DOCUMENT —
━━━━
To be fair, the comparison is a bit ridiculous. A modern mobile phone is an ultra compact, very powerful computer primarily with a data connection that is faster than many large cities had in their entirety in the 1970, and it only incidentally makes phone calls.

I can’t even find an analogy that fits. A wash board has more in common with a brand new digital front loader washing machine than a smart phone has with a rotary dial phone and a steam engine certainly has more in common with a 2021 hybrid car.

If there’s one set of technologies that’s changed beyond all recognition it’s telecommunications.

Actually some of the concepts in microchips would have more in common with some of the concepts found in crossbar switching matrixes and their registers, but only at the most macro level.
So you could say a smartphone has more in common with a Western Electric No 5 crossbar or an Ericsson ARF than it does with a dial phone.

Also some of the software run on smartphones, including Unix has its origins in early digital switching systems and many computer and digital transmission technologies come from telecommunications research in the 50s-70s.
━━━━
SET OF TASKS —
1. Name every modern device in the passage's sentence that begins "A wash board has more in common."
2. According to the passage on phone technology, which set of technologies has changed beyond all recognition?
3. Write the next part of the passage on phone technology, starting after its final sentence.

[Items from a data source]
━━━━
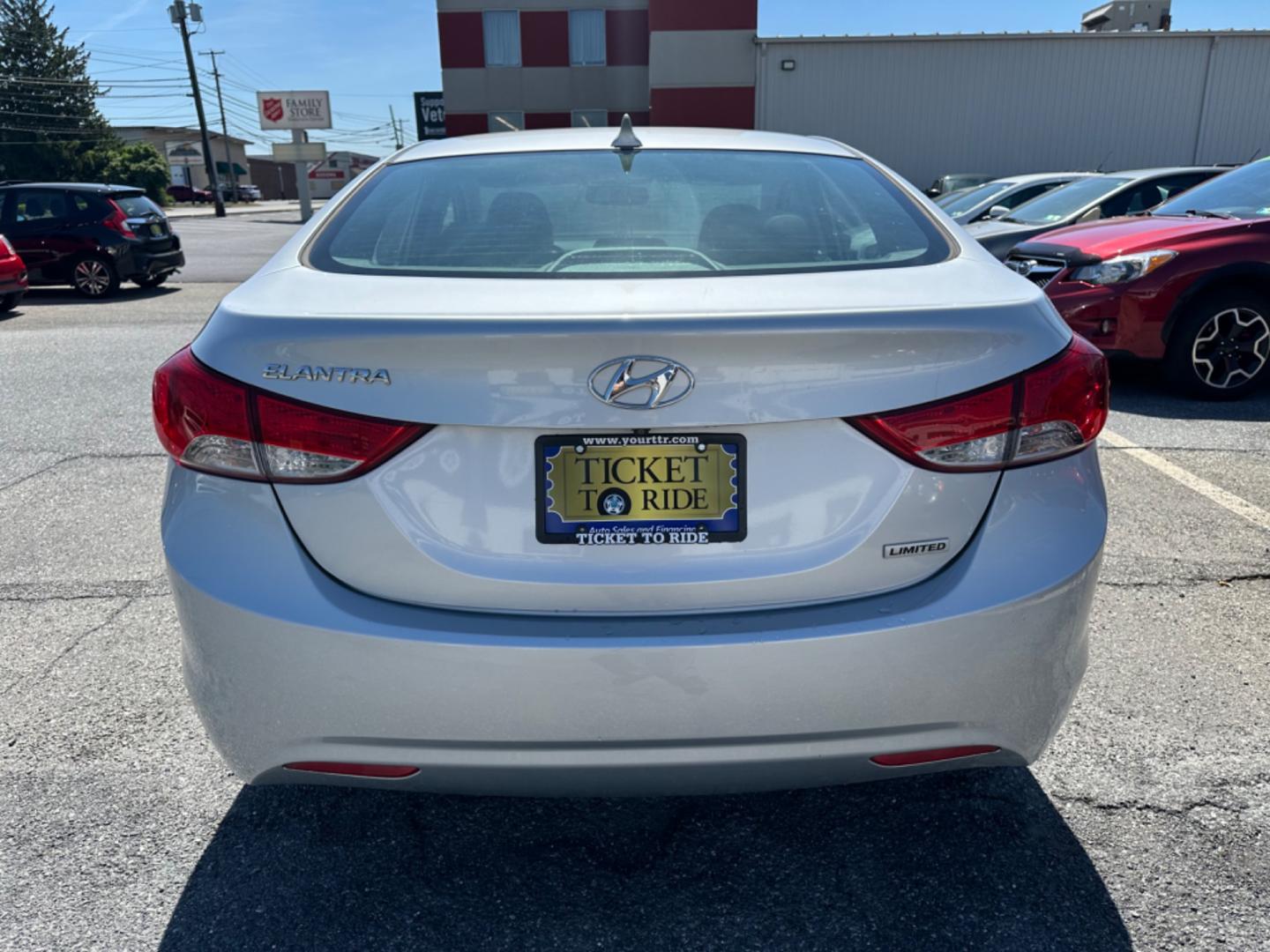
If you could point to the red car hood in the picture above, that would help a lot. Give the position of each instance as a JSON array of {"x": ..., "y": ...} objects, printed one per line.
[{"x": 1116, "y": 236}]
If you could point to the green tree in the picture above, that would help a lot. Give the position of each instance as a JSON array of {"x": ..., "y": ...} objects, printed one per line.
[
  {"x": 49, "y": 117},
  {"x": 136, "y": 164}
]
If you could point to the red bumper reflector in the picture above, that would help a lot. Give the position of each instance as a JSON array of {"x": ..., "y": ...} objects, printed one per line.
[
  {"x": 384, "y": 770},
  {"x": 926, "y": 756}
]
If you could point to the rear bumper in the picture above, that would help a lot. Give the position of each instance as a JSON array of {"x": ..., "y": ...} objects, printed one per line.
[
  {"x": 143, "y": 264},
  {"x": 1111, "y": 319},
  {"x": 285, "y": 664}
]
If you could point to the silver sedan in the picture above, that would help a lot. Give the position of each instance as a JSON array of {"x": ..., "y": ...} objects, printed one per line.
[{"x": 583, "y": 461}]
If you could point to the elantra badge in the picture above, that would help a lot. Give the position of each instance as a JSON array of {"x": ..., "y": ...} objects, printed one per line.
[
  {"x": 328, "y": 375},
  {"x": 640, "y": 383}
]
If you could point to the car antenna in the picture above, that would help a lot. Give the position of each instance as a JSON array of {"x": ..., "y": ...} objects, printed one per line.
[{"x": 626, "y": 144}]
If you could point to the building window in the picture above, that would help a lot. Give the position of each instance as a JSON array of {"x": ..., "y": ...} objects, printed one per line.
[
  {"x": 594, "y": 118},
  {"x": 502, "y": 38},
  {"x": 505, "y": 121},
  {"x": 587, "y": 37}
]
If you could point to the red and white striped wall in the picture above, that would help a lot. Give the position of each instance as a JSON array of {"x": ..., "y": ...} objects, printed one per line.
[{"x": 676, "y": 63}]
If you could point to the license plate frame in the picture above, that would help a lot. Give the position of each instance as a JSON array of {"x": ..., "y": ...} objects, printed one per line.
[{"x": 557, "y": 527}]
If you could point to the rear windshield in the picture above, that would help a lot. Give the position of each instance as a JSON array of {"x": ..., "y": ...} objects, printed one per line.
[
  {"x": 1065, "y": 201},
  {"x": 1244, "y": 193},
  {"x": 136, "y": 206},
  {"x": 585, "y": 213}
]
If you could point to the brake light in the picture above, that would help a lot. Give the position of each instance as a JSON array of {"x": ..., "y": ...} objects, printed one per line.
[
  {"x": 117, "y": 219},
  {"x": 215, "y": 424},
  {"x": 1045, "y": 413}
]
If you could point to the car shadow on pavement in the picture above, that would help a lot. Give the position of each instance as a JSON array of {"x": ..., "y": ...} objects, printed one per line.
[
  {"x": 1140, "y": 387},
  {"x": 955, "y": 861},
  {"x": 40, "y": 297}
]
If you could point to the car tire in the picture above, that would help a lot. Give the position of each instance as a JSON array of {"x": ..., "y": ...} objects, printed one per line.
[
  {"x": 94, "y": 277},
  {"x": 1221, "y": 346}
]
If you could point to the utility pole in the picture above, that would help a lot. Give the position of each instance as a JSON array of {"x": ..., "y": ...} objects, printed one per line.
[
  {"x": 225, "y": 127},
  {"x": 397, "y": 132},
  {"x": 178, "y": 11}
]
━━━━
ANSWERS TO THE EXERCISE —
1. A brand new digital front loader washing machine, a smart phone, and a 2021 hybrid car.

2. Telecommunications.

3.
So you’d recognise more of the echos of old phone network equipment in the hardware of your smartphone than you would find anything in common with an old rotary dial PSTN telephone itself.
 
When I was in

primary school, Kids still said their phone numbers with the alpha prefix. Those first two letters were the abbreviations for the central switching officees.
In our locale, we had AV for Avennue, DU for Dunkirk, LI for Lincoln, WO for Woodward, etc.
 
A slightly unusual public arts project using the telephone as a medium.

https://www.irishtimes.com/culture/dial-a-seanchaí-irish-folklore-on-your-phone-1.4673952



If anyone would like to listen to a very retro art project, replicating one done in 1988 by the County Clare Arts Office, you can dial a Seanchaí, a traditional historian/poet/musician, who will tell you a tale and sing you a song. They’re prerecorded, but quite well produced.

It has an Irish, U.K. and US number.

This is a public art project. The calls are not premium rate, nor are there any charges or for profit motives. It’s publicly funded by a county council.
 
Well that’s the end of an era. I’ve just permanently hung up on the last vestige of the PSTN.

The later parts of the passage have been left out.